The second possible explanation for the strong effect of length on all dependent variables could be that respondents simply produce additional mouse movements as they read the additional text in the question instruction. If this explanation were true, it would indicate that future studies that want to interpret y-flips and hovers as indices for difficulty and complexity would have to control for the question length (e.g., by counting the number of characters of a question) in order to exclude effects of word processing. Such approaches were already partly implemented in eye-tracking studies by dividing the eye-tracking parameters through the number of characters (e.g., Hervet et al., 2011; Lenzner et al., 2011).
Limitations
While discussing and comparing the effects of the implemented manipulations on the different measures, it is important to mention as a limitation that it cannot be ensured that the different question properties were manipulated to the same extent. The observed differences in the effect sizes could, consequently, not only be due to the sensitivity of the indices to the different manipulations but could also be caused by differently strong implementations of these manipulations. Accordingly, another explanation for the effect of length being the strongest for all indices could be that the length was simply manipulated to a stronger extent than complexity and difficulty. While it is likely challenging to find a way to ensure that the strengths of the different manipulations are indeed comparable, future studies could examine more fine-grained variations of each of the question property manipulations (e.g., easy, medium, and high complexity of the instruction wording) and examine to what extent they are reflected in the mouse-tracking measures.
Another limitation is that while all of our manipulations exerted unexpectedly strong effects on all dependent variables, one might argue that different survey layouts might have resulted in stronger effects yet, and we suspect that effects could easily be amplified in practice. For example, we applied a standard, compact survey layout, with fairly little room for the cursor to travel. Also, the manipulations of difficulty and complexity were rather slight and personal relevance was low. Hence, more substantial causes of difficulty or complexity might increase the size of effects as well as the differences between them, making detection and differentiation through mouse movement indices even easier.

**Challenge 1:**
Return each line of the rows below that contains the word "fresh".

**Record extracts:**
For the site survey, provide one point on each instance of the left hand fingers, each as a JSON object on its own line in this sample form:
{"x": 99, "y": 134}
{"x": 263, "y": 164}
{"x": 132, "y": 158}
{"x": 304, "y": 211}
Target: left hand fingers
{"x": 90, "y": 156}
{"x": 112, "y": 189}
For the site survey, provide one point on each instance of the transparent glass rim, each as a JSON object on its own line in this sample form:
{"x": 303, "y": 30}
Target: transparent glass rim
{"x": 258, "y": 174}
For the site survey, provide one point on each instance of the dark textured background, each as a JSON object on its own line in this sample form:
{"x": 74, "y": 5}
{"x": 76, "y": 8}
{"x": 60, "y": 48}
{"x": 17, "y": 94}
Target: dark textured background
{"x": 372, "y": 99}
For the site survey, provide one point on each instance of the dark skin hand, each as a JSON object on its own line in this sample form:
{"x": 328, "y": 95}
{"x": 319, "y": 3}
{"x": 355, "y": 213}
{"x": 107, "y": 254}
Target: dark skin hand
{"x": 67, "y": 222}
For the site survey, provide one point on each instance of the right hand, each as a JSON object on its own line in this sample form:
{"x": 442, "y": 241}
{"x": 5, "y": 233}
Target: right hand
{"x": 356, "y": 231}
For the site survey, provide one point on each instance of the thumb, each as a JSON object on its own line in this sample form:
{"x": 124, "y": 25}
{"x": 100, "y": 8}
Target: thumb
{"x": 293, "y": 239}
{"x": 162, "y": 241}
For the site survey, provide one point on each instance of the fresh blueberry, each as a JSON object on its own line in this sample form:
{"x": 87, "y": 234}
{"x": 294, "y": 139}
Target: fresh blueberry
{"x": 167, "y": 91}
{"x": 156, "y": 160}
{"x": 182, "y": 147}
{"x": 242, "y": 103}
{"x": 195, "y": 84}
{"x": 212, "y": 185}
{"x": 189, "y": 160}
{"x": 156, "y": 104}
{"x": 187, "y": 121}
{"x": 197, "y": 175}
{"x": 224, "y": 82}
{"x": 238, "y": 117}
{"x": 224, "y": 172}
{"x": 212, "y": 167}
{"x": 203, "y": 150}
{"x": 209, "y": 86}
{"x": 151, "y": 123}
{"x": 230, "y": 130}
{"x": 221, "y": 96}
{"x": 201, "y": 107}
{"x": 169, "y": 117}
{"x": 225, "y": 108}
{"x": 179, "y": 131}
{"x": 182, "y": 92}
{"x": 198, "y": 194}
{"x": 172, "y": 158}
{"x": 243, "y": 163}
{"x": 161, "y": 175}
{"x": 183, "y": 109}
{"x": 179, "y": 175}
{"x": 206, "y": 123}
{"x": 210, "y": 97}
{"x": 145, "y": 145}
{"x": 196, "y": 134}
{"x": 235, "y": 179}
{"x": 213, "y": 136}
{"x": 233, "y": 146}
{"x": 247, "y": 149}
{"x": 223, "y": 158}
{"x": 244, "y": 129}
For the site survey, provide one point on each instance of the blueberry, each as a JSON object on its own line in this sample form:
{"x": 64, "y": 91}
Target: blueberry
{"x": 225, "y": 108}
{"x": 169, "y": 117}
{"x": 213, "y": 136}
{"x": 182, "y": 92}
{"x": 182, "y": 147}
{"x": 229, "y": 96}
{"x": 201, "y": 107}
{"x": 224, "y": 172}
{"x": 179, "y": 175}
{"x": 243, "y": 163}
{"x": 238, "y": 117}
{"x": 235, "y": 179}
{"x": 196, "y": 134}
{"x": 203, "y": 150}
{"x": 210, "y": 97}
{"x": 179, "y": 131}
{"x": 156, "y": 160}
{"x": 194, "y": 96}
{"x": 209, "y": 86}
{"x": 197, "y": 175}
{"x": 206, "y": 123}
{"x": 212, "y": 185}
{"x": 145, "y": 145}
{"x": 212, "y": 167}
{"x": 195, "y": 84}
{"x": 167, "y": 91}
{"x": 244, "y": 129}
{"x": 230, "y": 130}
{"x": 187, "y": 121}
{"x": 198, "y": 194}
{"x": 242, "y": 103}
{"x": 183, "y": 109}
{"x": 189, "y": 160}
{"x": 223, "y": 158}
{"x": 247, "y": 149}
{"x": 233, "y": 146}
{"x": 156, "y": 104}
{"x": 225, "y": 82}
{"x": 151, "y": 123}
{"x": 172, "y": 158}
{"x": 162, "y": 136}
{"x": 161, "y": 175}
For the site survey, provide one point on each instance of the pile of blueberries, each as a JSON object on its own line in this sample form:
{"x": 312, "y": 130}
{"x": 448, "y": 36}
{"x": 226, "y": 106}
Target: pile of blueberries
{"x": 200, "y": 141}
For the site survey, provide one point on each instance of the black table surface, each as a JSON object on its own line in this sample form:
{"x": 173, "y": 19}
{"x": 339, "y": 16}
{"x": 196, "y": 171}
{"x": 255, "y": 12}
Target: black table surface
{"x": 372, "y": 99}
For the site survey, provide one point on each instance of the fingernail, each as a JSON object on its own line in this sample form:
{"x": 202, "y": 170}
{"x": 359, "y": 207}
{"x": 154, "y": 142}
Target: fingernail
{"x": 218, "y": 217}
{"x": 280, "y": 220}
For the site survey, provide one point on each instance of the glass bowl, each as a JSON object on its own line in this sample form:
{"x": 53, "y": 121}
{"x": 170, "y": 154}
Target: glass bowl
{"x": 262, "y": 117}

**Challenge 2:**
According to the mouse-tracking excerpt above, what kind of survey layout did the authors apply?

**Complete answer 1:**
For the site survey, provide one point on each instance of the fresh blueberry, each as a JSON object on its own line in this sample form:
Target: fresh blueberry

**Complete answer 2:**
A standard, compact survey layout with fairly little room for the cursor to travel.